## [WHAT IS REQUIRED]
Among the lines below, return each one that contains the word "screen".

(Source records)
::::::::::

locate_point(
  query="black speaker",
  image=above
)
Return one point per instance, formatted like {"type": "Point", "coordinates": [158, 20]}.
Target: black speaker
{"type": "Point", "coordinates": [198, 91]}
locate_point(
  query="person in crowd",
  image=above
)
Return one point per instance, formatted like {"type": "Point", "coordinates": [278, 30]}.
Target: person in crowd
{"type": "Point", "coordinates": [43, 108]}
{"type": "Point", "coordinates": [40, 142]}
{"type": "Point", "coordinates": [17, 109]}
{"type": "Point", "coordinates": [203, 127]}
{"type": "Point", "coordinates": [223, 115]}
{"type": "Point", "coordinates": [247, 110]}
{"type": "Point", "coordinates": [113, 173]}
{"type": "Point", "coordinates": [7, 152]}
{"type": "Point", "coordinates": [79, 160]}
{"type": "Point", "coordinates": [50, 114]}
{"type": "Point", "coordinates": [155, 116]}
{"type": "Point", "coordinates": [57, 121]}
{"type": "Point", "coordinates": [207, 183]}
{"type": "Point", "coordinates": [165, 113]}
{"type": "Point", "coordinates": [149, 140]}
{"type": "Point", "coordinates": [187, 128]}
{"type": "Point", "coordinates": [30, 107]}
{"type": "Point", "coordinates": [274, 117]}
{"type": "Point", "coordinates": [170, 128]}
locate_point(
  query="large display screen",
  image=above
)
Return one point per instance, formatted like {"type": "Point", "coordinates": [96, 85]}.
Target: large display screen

::::::::::

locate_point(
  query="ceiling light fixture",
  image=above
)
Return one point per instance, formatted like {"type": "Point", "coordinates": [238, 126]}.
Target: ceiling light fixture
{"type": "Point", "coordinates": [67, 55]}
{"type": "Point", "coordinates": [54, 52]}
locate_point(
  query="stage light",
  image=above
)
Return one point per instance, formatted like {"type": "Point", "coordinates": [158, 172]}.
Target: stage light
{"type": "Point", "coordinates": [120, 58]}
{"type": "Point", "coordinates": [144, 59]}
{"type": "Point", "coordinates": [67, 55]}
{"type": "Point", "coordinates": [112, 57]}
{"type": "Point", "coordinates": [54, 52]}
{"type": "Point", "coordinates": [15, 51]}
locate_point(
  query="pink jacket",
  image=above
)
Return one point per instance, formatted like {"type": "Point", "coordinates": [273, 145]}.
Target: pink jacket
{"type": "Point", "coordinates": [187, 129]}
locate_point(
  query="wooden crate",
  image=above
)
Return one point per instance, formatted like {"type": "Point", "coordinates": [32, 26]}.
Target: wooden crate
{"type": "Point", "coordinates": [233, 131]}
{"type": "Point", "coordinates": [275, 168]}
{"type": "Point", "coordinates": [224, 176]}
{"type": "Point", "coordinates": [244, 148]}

::::::::::

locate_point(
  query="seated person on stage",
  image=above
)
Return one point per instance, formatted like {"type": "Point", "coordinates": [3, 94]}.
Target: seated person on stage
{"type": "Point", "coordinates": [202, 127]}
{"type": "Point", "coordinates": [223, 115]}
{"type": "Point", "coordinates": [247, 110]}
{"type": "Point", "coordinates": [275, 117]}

::::::::::

## [ANSWER TO THIS PROBLEM]
  query="large display screen",
Target: large display screen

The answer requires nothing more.